**INSTRUCTIONS TO FOLLOW:** In the entries below, the word "before" appears on some lines. Copy each of those lines.

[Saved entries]
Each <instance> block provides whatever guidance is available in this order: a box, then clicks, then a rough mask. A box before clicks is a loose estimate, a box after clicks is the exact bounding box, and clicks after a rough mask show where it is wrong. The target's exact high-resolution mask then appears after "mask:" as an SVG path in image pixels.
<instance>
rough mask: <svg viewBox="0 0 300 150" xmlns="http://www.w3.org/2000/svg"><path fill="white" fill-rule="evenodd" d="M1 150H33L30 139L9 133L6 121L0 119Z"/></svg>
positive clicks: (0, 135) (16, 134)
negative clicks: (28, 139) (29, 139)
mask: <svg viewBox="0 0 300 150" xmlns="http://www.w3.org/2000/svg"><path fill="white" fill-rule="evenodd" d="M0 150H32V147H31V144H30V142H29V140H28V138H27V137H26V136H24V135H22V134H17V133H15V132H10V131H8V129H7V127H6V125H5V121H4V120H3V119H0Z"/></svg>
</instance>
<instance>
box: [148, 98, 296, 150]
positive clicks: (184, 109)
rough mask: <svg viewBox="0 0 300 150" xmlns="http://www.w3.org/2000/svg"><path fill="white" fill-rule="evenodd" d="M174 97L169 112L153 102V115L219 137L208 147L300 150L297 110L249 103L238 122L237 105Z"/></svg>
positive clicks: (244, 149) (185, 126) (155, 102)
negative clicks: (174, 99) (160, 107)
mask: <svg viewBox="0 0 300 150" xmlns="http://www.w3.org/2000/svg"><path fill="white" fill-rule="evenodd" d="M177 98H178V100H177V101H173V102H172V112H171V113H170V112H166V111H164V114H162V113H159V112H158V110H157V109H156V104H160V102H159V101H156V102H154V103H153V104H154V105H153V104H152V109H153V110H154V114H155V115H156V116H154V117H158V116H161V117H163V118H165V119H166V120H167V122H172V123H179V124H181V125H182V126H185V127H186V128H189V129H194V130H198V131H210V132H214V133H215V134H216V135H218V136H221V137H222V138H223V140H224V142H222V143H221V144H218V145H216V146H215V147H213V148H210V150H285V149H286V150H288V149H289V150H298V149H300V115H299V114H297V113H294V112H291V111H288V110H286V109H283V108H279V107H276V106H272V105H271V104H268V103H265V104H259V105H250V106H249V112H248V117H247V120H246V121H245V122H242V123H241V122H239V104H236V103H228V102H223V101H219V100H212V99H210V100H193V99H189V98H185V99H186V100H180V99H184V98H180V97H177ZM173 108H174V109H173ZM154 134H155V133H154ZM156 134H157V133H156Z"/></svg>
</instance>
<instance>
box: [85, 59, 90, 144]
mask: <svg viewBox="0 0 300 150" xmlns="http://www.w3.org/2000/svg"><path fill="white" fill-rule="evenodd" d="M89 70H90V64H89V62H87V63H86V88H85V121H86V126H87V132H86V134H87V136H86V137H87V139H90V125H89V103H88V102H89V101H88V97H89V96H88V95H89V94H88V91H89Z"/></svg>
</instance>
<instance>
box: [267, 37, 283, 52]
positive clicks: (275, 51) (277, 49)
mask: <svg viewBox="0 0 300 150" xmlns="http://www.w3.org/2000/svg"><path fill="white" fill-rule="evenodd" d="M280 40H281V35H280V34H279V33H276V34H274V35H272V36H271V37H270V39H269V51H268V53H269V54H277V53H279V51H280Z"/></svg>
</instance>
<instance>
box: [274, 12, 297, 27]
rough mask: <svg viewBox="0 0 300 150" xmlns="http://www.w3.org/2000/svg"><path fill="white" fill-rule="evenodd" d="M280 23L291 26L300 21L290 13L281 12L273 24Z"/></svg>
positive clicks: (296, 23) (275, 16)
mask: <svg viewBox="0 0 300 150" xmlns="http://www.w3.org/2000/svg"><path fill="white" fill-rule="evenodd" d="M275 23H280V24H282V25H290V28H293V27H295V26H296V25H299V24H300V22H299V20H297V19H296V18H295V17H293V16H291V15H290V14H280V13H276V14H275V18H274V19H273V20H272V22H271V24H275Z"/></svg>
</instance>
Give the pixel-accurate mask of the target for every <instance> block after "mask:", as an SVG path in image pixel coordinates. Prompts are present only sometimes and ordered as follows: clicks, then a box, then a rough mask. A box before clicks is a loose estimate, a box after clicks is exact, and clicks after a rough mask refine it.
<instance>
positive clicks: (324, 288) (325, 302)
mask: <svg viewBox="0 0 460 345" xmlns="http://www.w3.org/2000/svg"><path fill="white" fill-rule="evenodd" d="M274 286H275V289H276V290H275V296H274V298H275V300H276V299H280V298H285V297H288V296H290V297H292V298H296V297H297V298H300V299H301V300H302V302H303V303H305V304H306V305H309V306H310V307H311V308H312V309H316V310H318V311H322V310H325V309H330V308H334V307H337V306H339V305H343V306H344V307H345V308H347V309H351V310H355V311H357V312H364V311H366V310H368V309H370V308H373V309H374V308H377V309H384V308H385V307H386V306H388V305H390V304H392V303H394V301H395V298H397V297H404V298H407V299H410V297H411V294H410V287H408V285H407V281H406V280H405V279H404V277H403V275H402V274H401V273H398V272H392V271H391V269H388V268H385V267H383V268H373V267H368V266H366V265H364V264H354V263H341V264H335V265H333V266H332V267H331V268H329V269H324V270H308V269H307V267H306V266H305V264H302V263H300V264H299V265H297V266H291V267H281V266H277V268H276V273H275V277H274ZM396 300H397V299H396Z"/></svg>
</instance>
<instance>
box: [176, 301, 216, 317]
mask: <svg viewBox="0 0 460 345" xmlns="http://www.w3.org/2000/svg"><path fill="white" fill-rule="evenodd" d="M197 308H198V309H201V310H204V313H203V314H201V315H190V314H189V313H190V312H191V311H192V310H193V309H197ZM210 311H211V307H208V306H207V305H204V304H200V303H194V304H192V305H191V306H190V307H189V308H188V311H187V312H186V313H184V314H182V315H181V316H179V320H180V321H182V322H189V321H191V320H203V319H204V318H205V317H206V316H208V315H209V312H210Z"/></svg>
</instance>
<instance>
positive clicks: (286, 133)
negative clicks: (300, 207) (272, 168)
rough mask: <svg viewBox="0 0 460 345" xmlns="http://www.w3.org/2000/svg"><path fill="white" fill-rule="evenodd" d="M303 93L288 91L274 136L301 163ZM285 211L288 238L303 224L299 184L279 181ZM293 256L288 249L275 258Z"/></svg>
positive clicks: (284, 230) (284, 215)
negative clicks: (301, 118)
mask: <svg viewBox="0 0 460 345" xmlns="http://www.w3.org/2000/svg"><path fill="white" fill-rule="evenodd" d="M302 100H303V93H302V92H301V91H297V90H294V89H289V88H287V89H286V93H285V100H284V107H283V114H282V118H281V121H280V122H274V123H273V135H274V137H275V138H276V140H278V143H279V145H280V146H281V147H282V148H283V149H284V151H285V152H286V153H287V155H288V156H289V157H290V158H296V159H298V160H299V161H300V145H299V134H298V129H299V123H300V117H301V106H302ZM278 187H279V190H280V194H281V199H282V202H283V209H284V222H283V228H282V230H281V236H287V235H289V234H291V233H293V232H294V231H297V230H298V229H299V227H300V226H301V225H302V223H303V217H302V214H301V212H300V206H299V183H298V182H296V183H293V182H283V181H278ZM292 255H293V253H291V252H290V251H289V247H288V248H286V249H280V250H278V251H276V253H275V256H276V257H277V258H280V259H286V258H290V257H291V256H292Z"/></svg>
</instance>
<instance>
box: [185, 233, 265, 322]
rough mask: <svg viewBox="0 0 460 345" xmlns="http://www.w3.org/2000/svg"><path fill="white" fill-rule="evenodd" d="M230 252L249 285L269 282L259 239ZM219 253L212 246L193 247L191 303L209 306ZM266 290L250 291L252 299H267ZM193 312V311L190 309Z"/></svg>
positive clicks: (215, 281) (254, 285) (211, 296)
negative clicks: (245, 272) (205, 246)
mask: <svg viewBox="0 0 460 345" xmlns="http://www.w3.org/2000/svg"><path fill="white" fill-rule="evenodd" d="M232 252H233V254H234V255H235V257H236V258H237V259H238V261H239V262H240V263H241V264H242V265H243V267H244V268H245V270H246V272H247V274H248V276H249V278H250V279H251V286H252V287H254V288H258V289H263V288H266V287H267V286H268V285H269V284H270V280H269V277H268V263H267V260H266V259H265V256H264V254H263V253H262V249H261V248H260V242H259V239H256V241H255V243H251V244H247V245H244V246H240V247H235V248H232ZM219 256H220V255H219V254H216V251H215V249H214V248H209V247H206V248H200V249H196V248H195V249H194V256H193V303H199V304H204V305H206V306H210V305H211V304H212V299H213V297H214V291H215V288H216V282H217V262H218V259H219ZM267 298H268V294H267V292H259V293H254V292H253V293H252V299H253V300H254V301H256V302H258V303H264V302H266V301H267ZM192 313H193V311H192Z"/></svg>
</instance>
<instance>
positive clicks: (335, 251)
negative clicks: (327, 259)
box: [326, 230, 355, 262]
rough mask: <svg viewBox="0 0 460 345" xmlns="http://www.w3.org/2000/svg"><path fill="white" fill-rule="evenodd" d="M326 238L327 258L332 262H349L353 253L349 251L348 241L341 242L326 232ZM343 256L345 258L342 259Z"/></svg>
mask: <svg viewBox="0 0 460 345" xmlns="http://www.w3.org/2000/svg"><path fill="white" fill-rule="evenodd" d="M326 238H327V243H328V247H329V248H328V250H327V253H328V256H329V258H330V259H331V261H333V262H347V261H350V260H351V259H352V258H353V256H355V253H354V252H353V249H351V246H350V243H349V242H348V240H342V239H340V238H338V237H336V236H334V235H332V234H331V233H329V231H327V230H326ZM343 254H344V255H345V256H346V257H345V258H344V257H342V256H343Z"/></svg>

**WRITTEN SOLUTION:**
Each <instance> block provides whatever guidance is available in this order: a box, then clicks, then a rough mask. A box before clicks is a loose estimate, a box after clicks is the exact bounding box, and clicks after a rough mask show where it is wrong. The target's exact high-resolution mask then appears after "mask:" as an SVG path in image pixels.
Give the pixel-accurate mask of the target for every <instance> block after "mask:", as an SVG path in image pixel coordinates. Prompts are present only sometimes and ordered as follows: clicks, then a box, then a rough mask. A box before clicks is a loose estimate, a box after clicks is exact, and clicks after a rough mask refine it.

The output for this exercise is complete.